■ Task requirements
Please count the lines in the listing that follows that contain the word "below". Give only that number.

Raw records:
______________________________

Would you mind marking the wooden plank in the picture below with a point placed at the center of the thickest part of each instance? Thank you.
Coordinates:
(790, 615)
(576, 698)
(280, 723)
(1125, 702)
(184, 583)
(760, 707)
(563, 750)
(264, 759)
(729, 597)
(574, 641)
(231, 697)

______________________________

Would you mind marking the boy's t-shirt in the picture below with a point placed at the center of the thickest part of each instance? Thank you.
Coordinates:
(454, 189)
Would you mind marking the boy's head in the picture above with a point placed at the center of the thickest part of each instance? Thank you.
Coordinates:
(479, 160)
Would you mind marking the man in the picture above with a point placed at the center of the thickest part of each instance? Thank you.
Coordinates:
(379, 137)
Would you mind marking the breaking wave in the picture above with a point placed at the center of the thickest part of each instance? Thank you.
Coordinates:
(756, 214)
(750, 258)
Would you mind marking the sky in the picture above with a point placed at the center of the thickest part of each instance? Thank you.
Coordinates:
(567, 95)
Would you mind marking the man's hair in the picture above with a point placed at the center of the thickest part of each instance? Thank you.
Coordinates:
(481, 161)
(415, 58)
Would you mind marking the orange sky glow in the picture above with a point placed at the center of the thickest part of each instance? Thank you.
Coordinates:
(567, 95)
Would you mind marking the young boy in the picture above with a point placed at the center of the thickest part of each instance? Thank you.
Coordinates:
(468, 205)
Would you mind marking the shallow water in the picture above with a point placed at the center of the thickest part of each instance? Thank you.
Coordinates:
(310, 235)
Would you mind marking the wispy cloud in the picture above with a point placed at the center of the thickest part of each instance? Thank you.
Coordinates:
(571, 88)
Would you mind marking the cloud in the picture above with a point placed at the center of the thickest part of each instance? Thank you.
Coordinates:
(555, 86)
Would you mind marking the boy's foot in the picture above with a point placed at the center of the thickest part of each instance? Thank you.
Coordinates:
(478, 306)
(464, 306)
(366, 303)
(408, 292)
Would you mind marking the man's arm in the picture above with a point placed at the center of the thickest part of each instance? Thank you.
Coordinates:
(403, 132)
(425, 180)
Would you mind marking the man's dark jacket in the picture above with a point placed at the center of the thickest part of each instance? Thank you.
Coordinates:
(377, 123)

______________________________

■ Solution to the exercise
2